:: The problem ::
Return every line of the data below verbatim, with no changes.
__________________________________________________
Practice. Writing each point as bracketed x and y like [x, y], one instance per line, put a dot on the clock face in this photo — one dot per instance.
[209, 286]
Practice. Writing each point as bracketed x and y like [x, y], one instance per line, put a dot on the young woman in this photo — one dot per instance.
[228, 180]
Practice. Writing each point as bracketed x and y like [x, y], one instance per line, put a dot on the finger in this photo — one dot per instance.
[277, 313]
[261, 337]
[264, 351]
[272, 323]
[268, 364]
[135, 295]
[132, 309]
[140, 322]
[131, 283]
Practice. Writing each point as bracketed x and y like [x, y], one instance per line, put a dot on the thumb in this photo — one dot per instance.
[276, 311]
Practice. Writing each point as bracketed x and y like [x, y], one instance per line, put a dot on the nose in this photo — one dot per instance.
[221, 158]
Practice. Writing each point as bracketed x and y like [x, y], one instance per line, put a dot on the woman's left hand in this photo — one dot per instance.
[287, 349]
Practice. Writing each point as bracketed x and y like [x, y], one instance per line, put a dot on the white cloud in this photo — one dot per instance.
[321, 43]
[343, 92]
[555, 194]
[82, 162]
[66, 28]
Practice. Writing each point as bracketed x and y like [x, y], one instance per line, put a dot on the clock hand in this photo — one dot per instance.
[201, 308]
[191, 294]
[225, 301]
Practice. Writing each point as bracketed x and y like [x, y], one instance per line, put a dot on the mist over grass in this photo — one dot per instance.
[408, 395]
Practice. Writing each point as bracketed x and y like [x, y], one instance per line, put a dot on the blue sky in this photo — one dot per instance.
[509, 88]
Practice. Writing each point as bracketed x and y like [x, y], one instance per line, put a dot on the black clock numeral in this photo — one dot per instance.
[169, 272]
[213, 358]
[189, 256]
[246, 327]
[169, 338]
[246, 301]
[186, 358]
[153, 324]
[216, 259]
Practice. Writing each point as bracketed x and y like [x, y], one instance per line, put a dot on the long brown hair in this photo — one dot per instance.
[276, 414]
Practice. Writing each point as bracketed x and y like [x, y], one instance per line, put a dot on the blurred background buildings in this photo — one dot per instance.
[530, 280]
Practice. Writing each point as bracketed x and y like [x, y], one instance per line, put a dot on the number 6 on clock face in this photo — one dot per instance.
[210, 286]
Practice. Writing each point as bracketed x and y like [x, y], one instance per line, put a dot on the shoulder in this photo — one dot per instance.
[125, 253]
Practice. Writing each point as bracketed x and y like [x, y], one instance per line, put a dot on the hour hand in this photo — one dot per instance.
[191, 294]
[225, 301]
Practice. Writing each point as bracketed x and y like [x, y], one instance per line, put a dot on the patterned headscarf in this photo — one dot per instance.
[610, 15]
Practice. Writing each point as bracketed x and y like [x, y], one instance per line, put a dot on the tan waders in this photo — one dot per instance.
__________________________________________________
:: Task solution ::
Practice. Writing each point as bracketed x and y like [x, y], one instance per line, put a dot on the clock face in this photo — one dot per instance.
[209, 286]
Practice. Writing each point as bracketed x and y like [x, y], one instance per line, put a dot on the young woman in this photo — one dot per instance.
[228, 180]
Practice. Writing each point as bracketed x and y like [x, y], one instance per line, put a dot on the finger in this photo — one dot per instance.
[277, 313]
[261, 337]
[264, 351]
[272, 323]
[268, 364]
[135, 295]
[132, 309]
[140, 322]
[131, 283]
Practice. Writing each point as bracketed x and y like [x, y], one instance per line, put a dot on the thumb in this photo — one dot per instance.
[276, 311]
Practice. Writing each point as bracketed x and y like [x, y], one instance per line, put a dot on the nose in this photo — one dot per instance.
[221, 158]
Practice. Writing each point as bracketed x and y like [x, y], one instance per line, put a dot on the woman's left hand in this photo — one dot per instance.
[287, 349]
Practice. Writing each point as bracketed x and y like [x, y], one instance per line, put a dot on the white cloud in this photo — one dot per instance.
[321, 43]
[343, 92]
[555, 194]
[82, 162]
[66, 28]
Practice. Writing each point as bracketed x and y like [x, y], one instance per line, put a dot on the clock hand in this photo — one dot per instance.
[201, 308]
[191, 294]
[225, 301]
Practice. Writing each point as bracketed x and y like [x, y], one instance per line, put a dot on the mist over grass in this photo — one dot per instance.
[408, 395]
Practice. Writing each point as bracketed x and y like [x, y], one instance per line, put a dot on the blue sky in this photo — one dot per instance.
[509, 88]
Practice. Writing each point as bracketed x and y like [x, y], one instance per line, put a dot on the black clock numeral in this photo — one dot per instance.
[169, 272]
[213, 358]
[189, 256]
[246, 327]
[169, 338]
[246, 301]
[186, 358]
[153, 324]
[216, 259]
Practice. Writing each point as bracketed x and y like [x, y], one instance per line, put a dot on the long brown hair in this photo — one dot per instance.
[276, 414]
Practice. Writing each point as bracketed x and y like [x, y], one instance per line, put a dot on the blurred background buildings in this photo — one dot per instance.
[530, 280]
Practice. Writing each point as bracketed x and y like [x, y], one instance per line, put a dot on the number 6 on clock face in this photo — one dot per instance.
[210, 286]
Practice. Writing each point as bracketed x and y like [x, y], one instance per line, put a dot on the shoulder in this photo — one dot per instance.
[125, 253]
Practice. Writing each point as bracketed x and y like [x, y], one instance per line, put a dot on the hour hand in this photo — one dot per instance.
[191, 294]
[225, 301]
Practice. Writing each point as bracketed x and y like [x, y], one instance per line, put a dot on the patterned headscarf in this photo — one dot per instance.
[610, 15]
Practice. Writing each point as bracketed x and y like [x, y], one instance per line, put a dot on the tan waders in this photo — one dot per instance.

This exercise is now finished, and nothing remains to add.